(Dataset records)
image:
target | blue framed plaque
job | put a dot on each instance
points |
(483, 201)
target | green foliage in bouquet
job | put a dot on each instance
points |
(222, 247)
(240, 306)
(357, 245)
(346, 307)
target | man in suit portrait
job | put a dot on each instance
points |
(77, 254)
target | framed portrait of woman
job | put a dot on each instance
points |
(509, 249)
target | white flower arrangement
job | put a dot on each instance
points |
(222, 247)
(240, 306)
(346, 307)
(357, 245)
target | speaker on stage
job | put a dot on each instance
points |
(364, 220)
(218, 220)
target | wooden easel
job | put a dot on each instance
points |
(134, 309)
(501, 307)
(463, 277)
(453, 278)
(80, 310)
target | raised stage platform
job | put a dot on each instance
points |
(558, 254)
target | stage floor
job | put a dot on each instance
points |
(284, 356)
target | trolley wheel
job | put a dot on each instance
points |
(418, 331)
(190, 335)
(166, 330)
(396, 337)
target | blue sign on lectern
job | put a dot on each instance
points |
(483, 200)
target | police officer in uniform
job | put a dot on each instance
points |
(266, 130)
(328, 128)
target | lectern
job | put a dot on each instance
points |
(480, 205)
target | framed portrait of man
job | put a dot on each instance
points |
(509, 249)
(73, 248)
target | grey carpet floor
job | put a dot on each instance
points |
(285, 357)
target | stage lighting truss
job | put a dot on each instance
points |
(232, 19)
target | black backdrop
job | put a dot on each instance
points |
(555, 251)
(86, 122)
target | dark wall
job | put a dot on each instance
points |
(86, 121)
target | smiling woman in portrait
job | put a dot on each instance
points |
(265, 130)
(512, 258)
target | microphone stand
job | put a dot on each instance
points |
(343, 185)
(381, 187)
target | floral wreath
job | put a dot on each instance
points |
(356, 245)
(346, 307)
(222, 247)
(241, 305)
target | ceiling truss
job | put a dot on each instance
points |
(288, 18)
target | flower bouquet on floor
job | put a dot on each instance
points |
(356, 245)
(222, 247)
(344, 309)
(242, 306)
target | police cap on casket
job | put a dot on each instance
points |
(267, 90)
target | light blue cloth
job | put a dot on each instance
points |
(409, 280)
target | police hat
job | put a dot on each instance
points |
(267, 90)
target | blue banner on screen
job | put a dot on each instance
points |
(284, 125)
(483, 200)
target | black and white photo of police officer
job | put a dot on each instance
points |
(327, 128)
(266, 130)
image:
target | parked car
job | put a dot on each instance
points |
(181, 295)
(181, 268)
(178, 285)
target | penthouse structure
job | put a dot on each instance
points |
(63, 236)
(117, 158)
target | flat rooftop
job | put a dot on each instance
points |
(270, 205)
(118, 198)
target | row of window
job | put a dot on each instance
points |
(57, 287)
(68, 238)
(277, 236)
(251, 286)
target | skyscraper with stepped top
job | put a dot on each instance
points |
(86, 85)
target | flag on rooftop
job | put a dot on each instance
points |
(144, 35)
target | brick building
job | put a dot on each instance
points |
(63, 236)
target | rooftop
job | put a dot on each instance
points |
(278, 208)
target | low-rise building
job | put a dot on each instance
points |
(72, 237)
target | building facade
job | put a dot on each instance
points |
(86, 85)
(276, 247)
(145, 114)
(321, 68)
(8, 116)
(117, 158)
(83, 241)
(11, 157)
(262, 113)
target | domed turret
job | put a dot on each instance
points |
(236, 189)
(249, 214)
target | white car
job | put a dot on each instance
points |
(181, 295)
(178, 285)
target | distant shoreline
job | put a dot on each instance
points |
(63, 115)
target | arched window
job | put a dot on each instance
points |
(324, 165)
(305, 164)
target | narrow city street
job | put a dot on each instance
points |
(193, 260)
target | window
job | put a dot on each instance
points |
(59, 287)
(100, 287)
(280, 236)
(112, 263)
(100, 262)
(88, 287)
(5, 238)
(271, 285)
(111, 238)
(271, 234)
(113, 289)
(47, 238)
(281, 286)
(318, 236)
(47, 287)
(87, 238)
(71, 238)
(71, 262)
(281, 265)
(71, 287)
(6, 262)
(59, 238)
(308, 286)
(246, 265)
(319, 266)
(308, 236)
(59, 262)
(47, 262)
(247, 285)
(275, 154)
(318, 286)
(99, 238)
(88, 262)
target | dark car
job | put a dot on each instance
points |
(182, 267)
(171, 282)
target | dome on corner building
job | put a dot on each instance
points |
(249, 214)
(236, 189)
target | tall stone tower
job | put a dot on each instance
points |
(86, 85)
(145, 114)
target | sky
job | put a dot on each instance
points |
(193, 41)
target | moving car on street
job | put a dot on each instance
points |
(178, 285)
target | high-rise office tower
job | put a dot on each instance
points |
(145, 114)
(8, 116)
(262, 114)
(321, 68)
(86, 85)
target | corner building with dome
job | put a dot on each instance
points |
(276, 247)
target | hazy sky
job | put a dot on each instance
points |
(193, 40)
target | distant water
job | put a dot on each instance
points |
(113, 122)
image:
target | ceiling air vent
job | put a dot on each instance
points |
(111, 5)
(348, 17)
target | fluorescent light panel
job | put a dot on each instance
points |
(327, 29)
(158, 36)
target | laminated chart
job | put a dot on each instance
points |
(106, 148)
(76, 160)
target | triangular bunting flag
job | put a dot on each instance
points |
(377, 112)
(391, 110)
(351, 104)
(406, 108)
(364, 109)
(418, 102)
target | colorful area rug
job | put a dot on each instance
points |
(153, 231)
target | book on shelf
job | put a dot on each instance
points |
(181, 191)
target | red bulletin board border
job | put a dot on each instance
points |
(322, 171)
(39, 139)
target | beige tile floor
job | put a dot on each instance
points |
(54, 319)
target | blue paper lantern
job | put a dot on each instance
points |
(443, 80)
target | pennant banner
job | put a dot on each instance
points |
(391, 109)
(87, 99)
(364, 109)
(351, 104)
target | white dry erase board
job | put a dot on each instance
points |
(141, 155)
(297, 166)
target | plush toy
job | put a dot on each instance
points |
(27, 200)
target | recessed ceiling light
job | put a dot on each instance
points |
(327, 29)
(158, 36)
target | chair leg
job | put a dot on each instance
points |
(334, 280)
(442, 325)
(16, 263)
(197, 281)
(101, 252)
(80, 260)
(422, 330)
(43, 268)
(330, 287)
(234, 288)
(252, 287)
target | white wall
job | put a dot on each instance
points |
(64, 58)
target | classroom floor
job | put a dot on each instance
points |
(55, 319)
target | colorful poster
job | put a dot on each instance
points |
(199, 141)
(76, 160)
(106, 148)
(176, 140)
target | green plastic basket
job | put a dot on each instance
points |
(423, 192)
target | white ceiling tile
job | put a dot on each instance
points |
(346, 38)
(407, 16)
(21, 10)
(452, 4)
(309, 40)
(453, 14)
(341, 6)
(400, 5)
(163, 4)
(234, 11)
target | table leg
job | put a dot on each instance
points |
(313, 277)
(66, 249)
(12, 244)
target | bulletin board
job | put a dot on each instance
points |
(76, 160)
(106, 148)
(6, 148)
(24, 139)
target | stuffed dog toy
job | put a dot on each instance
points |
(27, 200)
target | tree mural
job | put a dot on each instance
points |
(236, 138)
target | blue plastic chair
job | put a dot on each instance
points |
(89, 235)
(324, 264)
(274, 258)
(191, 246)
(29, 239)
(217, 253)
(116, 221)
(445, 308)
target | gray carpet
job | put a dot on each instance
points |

Task:
Rewrite the whole listing above as a numbered list with one line per item, leaving out any blank lines.

The answer:
1. image:
2. target | blue framed plaque
3. job | put a dot on each instance
4. points |
5. (483, 201)
6. target | green foliage in bouquet
7. job | put a dot on each instance
8. points |
9. (222, 247)
10. (240, 306)
11. (357, 245)
12. (346, 307)
13. target | man in suit portrait
14. job | put a dot on each instance
15. points |
16. (77, 254)
17. target | framed portrait of woman
18. job | put a dot on each instance
19. points |
20. (509, 249)
21. target | white flower arrangement
22. job | put a dot on each instance
23. points |
24. (222, 247)
25. (240, 306)
26. (346, 307)
27. (357, 245)
28. target | speaker on stage
29. job | put a dot on each instance
30. points |
31. (364, 220)
32. (218, 220)
33. target | wooden easel
34. job | put a dot on each instance
35. points |
36. (134, 309)
37. (501, 307)
38. (463, 277)
39. (453, 278)
40. (80, 310)
41. target | raised stage platform
42. job | put a dot on each instance
43. points |
44. (558, 254)
45. target | stage floor
46. job | put a dot on each instance
47. points |
48. (284, 356)
49. target | trolley wheel
50. job | put a dot on each instance
51. points |
52. (418, 331)
53. (190, 335)
54. (166, 330)
55. (396, 337)
56. target | blue sign on lectern
57. job | put a dot on each instance
58. points |
59. (483, 200)
60. target | police officer in uniform
61. job | put a dot on each instance
62. points |
63. (266, 130)
64. (328, 128)
65. target | lectern
66. job | put a dot on each instance
67. points |
68. (480, 205)
69. target | framed portrait of man
70. job | put a dot on each instance
71. points |
72. (509, 249)
73. (73, 248)
74. target | grey carpet floor
75. job | put a dot on each instance
76. points |
77. (285, 357)
78. target | stage lighting truss
79. job | put a dot on each instance
80. points |
81. (232, 19)
82. target | black backdrop
83. job | put a dot on each instance
84. points |
85. (555, 251)
86. (86, 122)
87. target | dark wall
88. job | put a dot on each instance
89. points |
90. (86, 121)
91. target | smiling woman in portrait
92. job | put a dot on each instance
93. points |
94. (265, 130)
95. (512, 258)
96. target | microphone stand
97. job | put a dot on each instance
98. points |
99. (343, 185)
100. (381, 187)
101. target | floral wreath
102. job | put a dot on each instance
103. points |
104. (356, 245)
105. (346, 307)
106. (222, 247)
107. (241, 305)
108. target | ceiling truss
109. job | put a dot on each instance
110. points |
111. (288, 18)
112. target | flower bouquet on floor
113. job | put a dot on each instance
114. points |
115. (356, 245)
116. (222, 247)
117. (344, 309)
118. (242, 306)
119. target | police cap on casket
120. job | put a dot on each instance
121. points |
122. (267, 90)
123. target | light blue cloth
124. job | put a dot on each instance
125. points |
126. (409, 280)
127. target | police hat
128. job | put a dot on each instance
129. points |
130. (267, 90)
131. target | blue banner on screen
132. job | put a dot on each instance
133. points |
134. (284, 125)
135. (483, 200)
136. target | black and white photo of police officer
137. job | put a dot on each instance
138. points |
139. (327, 128)
140. (266, 130)
141. image:
142. target | parked car
143. job | put a dot on each instance
144. points |
145. (181, 295)
146. (181, 268)
147. (178, 285)
148. target | penthouse structure
149. job | put a dot on each instance
150. points |
151. (63, 236)
152. (117, 158)
153. target | flat rooftop
154. job | put a dot on each instance
155. points |
156. (270, 205)
157. (118, 198)
158. target | row of window
159. job | put a dot on each instance
160. points |
161. (57, 287)
162. (68, 238)
163. (277, 236)
164. (251, 286)
165. target | skyscraper with stepped top
166. job | put a dot on each instance
167. points |
168. (86, 85)
169. target | flag on rooftop
170. job | put a dot on each instance
171. points |
172. (144, 35)
173. target | brick building
174. job | put a dot on each instance
175. points |
176. (63, 236)
177. target | rooftop
178. job | put a dot on each instance
179. points |
180. (278, 208)
181. target | low-rise building
182. job | put a dot on each instance
183. points |
184. (72, 237)
185. target | building facade
186. job | put a dot on each instance
187. points |
188. (86, 85)
189. (276, 247)
190. (145, 114)
191. (321, 68)
192. (8, 116)
193. (117, 158)
194. (83, 241)
195. (11, 157)
196. (262, 113)
197. target | domed turret
198. job | put a dot on each instance
199. points |
200. (236, 189)
201. (249, 214)
202. target | white car
203. job | put a dot on each instance
204. points |
205. (181, 295)
206. (178, 285)
207. target | distant shoreline
208. job | put a dot on each instance
209. points |
210. (63, 115)
211. target | arched window
212. job | put a dot on each instance
213. points |
214. (324, 165)
215. (305, 164)
216. target | narrow city street
217. job | put a dot on each instance
218. points |
219. (193, 260)
220. target | window
221. job | put a dot on each instance
222. points |
223. (59, 287)
224. (100, 287)
225. (280, 236)
226. (112, 263)
227. (100, 262)
228. (88, 287)
229. (5, 238)
230. (271, 285)
231. (111, 238)
232. (271, 234)
233. (113, 289)
234. (47, 238)
235. (281, 286)
236. (318, 236)
237. (47, 287)
238. (87, 238)
239. (71, 238)
240. (71, 262)
241. (281, 265)
242. (71, 287)
243. (6, 262)
244. (59, 238)
245. (308, 286)
246. (246, 265)
247. (319, 266)
248. (308, 236)
249. (59, 262)
250. (47, 262)
251. (247, 285)
252. (275, 154)
253. (318, 286)
254. (99, 238)
255. (88, 262)
256. target | dark car
257. job | put a dot on each instance
258. points |
259. (182, 267)
260. (171, 282)
261. target | dome on corner building
262. job | put a dot on each instance
263. points |
264. (249, 214)
265. (236, 189)
266. target | tall stone tower
267. job | put a dot on each instance
268. points |
269. (86, 85)
270. (145, 114)
271. target | sky
272. job | put a dot on each instance
273. points |
274. (193, 41)
275. target | moving car on street
276. job | put a dot on each instance
277. points |
278. (178, 285)
279. target | high-rise office tower
280. job | put a dot on each instance
281. points |
282. (145, 114)
283. (8, 116)
284. (262, 114)
285. (321, 68)
286. (86, 85)
287. target | corner building with dome
288. job | put a dot on each instance
289. points |
290. (276, 247)
291. target | hazy sky
292. job | put a dot on each instance
293. points |
294. (193, 40)
295. target | distant water
296. job | put a dot on each instance
297. points |
298. (113, 122)
299. image:
300. target | ceiling air vent
301. job | put a dot on each instance
302. points |
303. (111, 5)
304. (348, 17)
305. target | fluorescent light panel
306. job | put a dot on each instance
307. points |
308. (327, 29)
309. (158, 36)
310. target | laminated chart
311. job | put a dot on each instance
312. points |
313. (106, 148)
314. (76, 160)
315. target | triangular bunting flag
316. job | put a dot on each instance
317. points |
318. (377, 112)
319. (391, 110)
320. (351, 104)
321. (406, 108)
322. (364, 109)
323. (418, 102)
324. target | colorful area rug
325. job | put a dot on each instance
326. points |
327. (153, 231)
328. target | book on shelf
329. job | put a dot on each instance
330. points |
331. (181, 191)
332. target | red bulletin board border
333. job | put a dot on each instance
334. points |
335. (322, 171)
336. (39, 139)
337. target | beige tile floor
338. job | put a dot on each instance
339. points |
340. (54, 319)
341. target | blue paper lantern
342. job | put a dot on each instance
343. points |
344. (443, 80)
345. target | pennant banner
346. job | put a dot on each instance
347. points |
348. (391, 109)
349. (87, 99)
350. (364, 109)
351. (351, 104)
352. target | white dry erase board
353. job | put a dot on each instance
354. points |
355. (141, 155)
356. (297, 166)
357. target | plush toy
358. job | put a dot on each instance
359. points |
360. (27, 200)
361. target | recessed ceiling light
362. job | put a dot on each instance
363. points |
364. (327, 29)
365. (158, 36)
366. target | chair leg
367. job | put a dot on each instance
368. points |
369. (334, 280)
370. (442, 325)
371. (16, 263)
372. (197, 281)
373. (101, 252)
374. (80, 260)
375. (422, 330)
376. (43, 268)
377. (330, 287)
378. (234, 288)
379. (252, 287)
380. target | white wall
381. job | put a dot on each instance
382. points |
383. (64, 58)
384. target | classroom floor
385. job | put a dot on each instance
386. points |
387. (55, 319)
388. target | colorful poster
389. job | put a dot on each instance
390. points |
391. (199, 141)
392. (76, 160)
393. (106, 148)
394. (176, 140)
395. target | green plastic basket
396. job | put a dot on each instance
397. points |
398. (423, 192)
399. target | white ceiling tile
400. job | put a dot on each instance
401. points |
402. (346, 38)
403. (407, 16)
404. (21, 10)
405. (452, 4)
406. (309, 40)
407. (453, 14)
408. (341, 6)
409. (400, 5)
410. (163, 4)
411. (234, 11)
412. target | table leg
413. job | put a dot on each instance
414. points |
415. (313, 277)
416. (66, 249)
417. (12, 244)
418. target | bulletin board
419. job | put a dot on each instance
420. points |
421. (76, 160)
422. (106, 148)
423. (6, 148)
424. (24, 139)
425. target | stuffed dog toy
426. job | put a dot on each instance
427. points |
428. (27, 200)
429. target | tree mural
430. job | put a dot on each instance
431. points |
432. (236, 138)
433. target | blue plastic chair
434. job | put a dot on each instance
435. points |
436. (89, 235)
437. (324, 264)
438. (274, 258)
439. (191, 246)
440. (29, 239)
441. (217, 253)
442. (116, 221)
443. (445, 308)
444. target | gray carpet
445. job | put a dot on each instance
446. points |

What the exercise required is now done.